◆ What you have to do
Copy out the records below verbatim, from the line with "The client would like the limestone" through the line with "[[0, 91, 145, 196]]", keeping both of those lines.
-------- Listed entries
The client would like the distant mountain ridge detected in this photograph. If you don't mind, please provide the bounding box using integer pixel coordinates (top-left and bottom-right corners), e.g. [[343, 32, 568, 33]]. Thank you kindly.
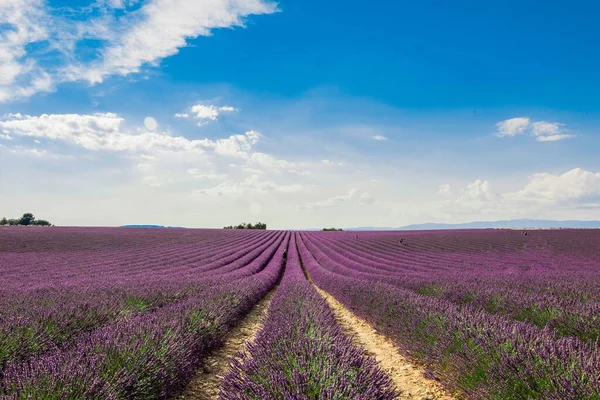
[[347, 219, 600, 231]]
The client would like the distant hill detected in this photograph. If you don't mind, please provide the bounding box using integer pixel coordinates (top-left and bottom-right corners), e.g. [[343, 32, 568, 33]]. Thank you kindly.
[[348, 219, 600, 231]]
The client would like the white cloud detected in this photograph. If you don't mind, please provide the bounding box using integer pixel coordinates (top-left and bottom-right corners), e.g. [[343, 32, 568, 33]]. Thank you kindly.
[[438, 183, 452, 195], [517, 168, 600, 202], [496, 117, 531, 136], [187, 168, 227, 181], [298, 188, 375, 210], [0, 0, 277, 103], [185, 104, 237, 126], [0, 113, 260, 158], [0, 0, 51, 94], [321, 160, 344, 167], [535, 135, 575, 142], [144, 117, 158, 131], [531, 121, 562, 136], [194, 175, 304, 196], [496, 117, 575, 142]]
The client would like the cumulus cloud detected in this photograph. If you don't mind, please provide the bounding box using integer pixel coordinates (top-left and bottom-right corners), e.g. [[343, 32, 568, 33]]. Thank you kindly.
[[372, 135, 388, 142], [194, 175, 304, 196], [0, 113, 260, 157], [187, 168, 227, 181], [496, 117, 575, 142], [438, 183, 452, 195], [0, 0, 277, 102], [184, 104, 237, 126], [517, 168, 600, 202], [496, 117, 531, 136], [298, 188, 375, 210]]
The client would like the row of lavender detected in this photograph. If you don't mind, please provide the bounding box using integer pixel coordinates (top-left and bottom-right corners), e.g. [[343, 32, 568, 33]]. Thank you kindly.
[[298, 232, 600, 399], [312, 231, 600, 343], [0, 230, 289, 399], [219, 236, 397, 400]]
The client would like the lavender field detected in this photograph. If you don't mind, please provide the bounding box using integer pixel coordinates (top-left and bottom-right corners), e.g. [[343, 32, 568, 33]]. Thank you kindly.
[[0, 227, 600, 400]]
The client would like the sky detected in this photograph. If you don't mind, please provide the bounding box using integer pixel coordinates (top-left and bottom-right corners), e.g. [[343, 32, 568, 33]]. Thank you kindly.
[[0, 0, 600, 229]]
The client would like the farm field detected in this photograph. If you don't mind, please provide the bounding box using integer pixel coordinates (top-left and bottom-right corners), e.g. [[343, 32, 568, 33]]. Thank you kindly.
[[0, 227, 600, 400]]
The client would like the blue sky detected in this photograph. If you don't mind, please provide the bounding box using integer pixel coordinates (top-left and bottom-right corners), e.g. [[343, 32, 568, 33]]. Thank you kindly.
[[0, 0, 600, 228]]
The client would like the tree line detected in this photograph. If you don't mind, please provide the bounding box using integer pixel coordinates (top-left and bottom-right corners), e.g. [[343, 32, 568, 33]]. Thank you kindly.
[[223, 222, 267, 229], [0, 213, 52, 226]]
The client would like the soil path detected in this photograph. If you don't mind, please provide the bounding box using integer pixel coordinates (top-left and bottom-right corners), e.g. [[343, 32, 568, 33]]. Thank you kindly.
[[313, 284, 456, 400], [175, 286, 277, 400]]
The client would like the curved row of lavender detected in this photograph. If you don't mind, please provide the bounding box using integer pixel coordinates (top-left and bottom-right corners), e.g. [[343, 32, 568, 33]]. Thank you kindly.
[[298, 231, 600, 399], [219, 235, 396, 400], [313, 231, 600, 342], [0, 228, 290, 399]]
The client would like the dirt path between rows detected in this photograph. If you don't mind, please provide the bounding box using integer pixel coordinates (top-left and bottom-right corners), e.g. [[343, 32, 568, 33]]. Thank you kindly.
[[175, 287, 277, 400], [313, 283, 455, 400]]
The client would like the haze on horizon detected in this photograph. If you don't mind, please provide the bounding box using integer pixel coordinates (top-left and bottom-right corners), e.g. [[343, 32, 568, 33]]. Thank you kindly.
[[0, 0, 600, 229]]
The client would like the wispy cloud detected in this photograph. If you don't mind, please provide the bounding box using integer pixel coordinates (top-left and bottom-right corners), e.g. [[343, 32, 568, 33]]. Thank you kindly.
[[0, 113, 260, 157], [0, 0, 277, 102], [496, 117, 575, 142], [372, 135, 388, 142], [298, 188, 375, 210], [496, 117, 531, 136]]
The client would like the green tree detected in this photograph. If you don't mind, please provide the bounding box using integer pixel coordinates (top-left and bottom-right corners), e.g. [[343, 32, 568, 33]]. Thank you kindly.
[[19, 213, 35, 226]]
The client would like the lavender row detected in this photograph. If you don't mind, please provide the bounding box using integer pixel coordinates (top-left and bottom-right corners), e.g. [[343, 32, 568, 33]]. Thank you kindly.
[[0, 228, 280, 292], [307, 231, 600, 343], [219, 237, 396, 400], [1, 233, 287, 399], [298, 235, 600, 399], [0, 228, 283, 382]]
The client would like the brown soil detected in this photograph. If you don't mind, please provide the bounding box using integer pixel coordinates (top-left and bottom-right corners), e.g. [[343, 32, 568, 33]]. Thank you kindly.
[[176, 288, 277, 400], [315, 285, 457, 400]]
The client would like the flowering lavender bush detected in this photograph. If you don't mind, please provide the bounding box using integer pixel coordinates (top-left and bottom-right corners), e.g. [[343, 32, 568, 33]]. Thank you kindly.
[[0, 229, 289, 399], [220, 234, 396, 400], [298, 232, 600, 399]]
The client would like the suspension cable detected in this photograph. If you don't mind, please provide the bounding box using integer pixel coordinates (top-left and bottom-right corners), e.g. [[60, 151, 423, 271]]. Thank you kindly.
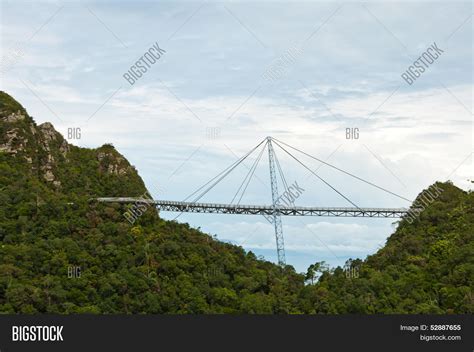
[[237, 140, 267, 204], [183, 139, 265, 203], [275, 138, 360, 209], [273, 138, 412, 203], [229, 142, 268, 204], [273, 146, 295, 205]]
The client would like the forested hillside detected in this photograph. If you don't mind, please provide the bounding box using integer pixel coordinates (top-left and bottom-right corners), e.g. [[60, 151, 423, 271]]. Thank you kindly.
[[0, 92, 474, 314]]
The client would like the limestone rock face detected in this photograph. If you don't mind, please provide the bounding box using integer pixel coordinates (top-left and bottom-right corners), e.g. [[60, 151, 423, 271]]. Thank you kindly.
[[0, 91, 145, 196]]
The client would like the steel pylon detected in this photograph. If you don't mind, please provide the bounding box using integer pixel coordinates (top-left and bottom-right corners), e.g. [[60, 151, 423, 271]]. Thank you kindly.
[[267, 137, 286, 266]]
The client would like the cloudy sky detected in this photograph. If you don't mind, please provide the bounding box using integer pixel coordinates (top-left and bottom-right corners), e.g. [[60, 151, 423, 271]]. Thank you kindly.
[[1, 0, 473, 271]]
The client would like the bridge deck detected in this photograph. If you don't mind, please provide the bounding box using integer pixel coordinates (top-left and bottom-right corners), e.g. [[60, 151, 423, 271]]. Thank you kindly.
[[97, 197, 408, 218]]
----------------
-------- Listed entries
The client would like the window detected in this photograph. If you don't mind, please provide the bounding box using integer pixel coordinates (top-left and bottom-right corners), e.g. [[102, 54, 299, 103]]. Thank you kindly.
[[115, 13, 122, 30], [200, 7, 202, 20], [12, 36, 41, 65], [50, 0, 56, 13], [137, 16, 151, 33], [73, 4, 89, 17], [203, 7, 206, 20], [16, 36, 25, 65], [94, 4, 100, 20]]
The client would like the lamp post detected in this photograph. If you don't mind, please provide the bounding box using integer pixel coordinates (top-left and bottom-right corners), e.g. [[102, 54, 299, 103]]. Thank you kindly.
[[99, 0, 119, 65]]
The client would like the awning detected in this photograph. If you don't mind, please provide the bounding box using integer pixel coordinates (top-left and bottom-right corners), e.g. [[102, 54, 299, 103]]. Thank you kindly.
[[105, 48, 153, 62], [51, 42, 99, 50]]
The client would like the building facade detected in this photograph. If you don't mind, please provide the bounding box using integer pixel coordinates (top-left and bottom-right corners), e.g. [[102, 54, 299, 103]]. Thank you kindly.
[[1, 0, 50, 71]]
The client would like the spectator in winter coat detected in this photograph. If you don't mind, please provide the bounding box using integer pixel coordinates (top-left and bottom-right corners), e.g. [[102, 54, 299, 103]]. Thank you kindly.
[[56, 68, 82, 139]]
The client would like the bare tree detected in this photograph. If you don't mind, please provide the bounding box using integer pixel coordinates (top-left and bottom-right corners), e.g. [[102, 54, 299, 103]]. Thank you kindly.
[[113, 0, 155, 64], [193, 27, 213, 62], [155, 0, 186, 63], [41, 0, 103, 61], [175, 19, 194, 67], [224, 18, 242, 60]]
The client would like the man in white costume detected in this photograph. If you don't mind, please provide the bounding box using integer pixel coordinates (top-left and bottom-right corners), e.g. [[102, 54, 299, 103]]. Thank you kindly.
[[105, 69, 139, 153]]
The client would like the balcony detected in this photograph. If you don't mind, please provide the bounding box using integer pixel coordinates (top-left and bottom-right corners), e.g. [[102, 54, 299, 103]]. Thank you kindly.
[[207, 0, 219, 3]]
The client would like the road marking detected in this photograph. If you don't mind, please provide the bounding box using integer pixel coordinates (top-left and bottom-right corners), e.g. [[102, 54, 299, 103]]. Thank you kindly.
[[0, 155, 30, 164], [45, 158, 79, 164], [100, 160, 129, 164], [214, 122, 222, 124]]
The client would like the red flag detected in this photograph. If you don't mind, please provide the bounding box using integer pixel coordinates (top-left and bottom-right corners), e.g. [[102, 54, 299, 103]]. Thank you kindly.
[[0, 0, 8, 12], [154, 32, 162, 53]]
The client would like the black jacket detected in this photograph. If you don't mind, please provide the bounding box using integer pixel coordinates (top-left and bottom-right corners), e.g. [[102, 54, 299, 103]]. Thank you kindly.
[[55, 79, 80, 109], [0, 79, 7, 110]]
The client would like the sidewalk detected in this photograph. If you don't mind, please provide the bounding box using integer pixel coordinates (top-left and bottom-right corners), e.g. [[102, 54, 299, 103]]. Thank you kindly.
----------------
◆ Expected answer
The client would like the limestone rock face detected in this photograph. If you don't mind, please provide the bounding box using integer pixel coordinates (top-left and bottom-right corners), e.g. [[60, 151, 423, 271]]. Thank you kindly.
[[0, 91, 145, 196]]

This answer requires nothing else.